Each record in the material below must be written out again exactly.
[Opening Recorded information section]
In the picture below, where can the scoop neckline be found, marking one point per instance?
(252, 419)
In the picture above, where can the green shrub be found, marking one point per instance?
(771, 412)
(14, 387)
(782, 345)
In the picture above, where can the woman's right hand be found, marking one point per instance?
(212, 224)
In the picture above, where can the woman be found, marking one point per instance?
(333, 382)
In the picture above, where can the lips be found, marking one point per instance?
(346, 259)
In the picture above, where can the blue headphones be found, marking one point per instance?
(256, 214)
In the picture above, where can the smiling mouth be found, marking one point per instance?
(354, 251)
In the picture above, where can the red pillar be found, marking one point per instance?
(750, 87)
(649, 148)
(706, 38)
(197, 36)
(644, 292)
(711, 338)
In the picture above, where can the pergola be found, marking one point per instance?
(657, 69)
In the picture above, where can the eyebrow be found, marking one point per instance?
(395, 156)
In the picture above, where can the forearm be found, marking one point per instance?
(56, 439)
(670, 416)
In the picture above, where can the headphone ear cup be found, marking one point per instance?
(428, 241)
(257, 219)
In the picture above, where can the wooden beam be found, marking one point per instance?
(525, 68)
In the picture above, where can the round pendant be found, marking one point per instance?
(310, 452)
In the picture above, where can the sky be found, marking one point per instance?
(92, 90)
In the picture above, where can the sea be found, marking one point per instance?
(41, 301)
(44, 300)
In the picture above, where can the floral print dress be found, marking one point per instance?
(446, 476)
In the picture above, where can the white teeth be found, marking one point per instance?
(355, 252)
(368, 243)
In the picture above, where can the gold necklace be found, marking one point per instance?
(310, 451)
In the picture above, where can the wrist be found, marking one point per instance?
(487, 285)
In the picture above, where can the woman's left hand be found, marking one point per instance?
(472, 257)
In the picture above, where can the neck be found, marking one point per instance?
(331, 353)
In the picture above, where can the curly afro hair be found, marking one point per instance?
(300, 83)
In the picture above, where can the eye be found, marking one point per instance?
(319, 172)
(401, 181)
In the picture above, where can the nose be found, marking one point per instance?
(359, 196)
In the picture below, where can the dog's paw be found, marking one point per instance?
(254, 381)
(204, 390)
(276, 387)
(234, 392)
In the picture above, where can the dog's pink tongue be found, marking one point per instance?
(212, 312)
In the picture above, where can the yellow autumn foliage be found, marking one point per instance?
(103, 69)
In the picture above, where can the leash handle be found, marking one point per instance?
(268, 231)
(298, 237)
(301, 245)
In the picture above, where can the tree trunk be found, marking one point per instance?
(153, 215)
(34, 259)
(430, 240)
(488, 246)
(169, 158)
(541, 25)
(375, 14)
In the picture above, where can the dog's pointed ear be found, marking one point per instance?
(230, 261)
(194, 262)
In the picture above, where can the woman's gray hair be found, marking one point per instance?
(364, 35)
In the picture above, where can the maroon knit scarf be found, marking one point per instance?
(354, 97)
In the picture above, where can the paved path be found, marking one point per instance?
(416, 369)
[Closing Recorded information section]
● **Answer box**
In the picture below, where can the scoop neckline be found, marking one point per instance?
(252, 419)
In the picture above, where can the green shrub be found, marking one point per instance?
(771, 412)
(14, 387)
(782, 345)
In the picture above, where can the woman's right hand be found, marking one point per instance?
(212, 224)
In the picture above, where can the woman be found, marking one point per instance?
(333, 382)
In the picture above, where can the lips be found, marking one point per instance?
(346, 259)
In the picture above, where can the blue headphones be found, marking one point per instance?
(256, 214)
In the picture above, where can the smiling mouth be found, marking one point per instance?
(354, 251)
In the picture above, where can the red pillar be found, marking one point per instance?
(750, 87)
(649, 148)
(706, 38)
(197, 36)
(644, 292)
(711, 338)
In the picture above, where can the pergola be found, marking one point per instance?
(657, 69)
In the picture above, where can the eyebrow be found, marking one point per instance?
(395, 156)
In the picture above, where can the forearm be found, marking one point per instance?
(56, 439)
(670, 416)
In the picture above, where can the headphone ear cup be found, marking one point per instance?
(428, 241)
(257, 219)
In the picture above, where can the wooden beam be found, marking one point per instance?
(525, 68)
In the picture above, where can the round pendant be found, marking one point per instance?
(310, 452)
In the picture above, where can the sky be found, marking one point per instance?
(92, 90)
In the picture above, where can the sea be found, marking one point per instance?
(41, 301)
(44, 300)
In the picture above, where can the floral print dress be found, marking one point per instance?
(446, 476)
In the picture above, where can the white teeth be found, marking one point per instance?
(355, 252)
(368, 243)
In the picture above, where can the gold necklace be found, marking one point per instance?
(310, 451)
In the picture above, where can the wrist be found, marking one point per instance?
(487, 285)
In the picture above, where can the woman's left hand be found, marking one point per instance?
(472, 257)
In the picture above, where can the neck be found, marking one point per instance?
(331, 353)
In the picture above, where can the curly afro hair be found, marking one point per instance?
(300, 83)
In the picture above, where can the eye be found, marking one point per instance?
(319, 172)
(401, 181)
In the picture above, where can the nose be found, marking one point per instance?
(359, 196)
In the picture below, where can the dog's paw be found, marking one point per instance?
(254, 381)
(204, 390)
(276, 387)
(234, 392)
In the picture above, where can the dog's pink tongue be found, marking one point per instance?
(212, 312)
In the picture above, where can the yellow autumn foliage be found, marking one point per instance?
(103, 69)
In the picture above, where can the leash handle be found, marking one point per instance?
(268, 231)
(298, 237)
(301, 245)
In the picture above, where can the tree trunk be found, marking one point per instance?
(153, 215)
(34, 259)
(430, 240)
(488, 246)
(169, 158)
(541, 25)
(375, 14)
In the picture above, where can the dog's pointed ear be found, marking one point per instance?
(230, 261)
(194, 262)
In the picture above, where can the woman's gray hair be found, marking one point per instance?
(364, 35)
In the picture above, where can the maroon knit scarf be found, marking one point per instance?
(354, 97)
In the picture above, where can the paved path be found, marking one point per instance?
(416, 369)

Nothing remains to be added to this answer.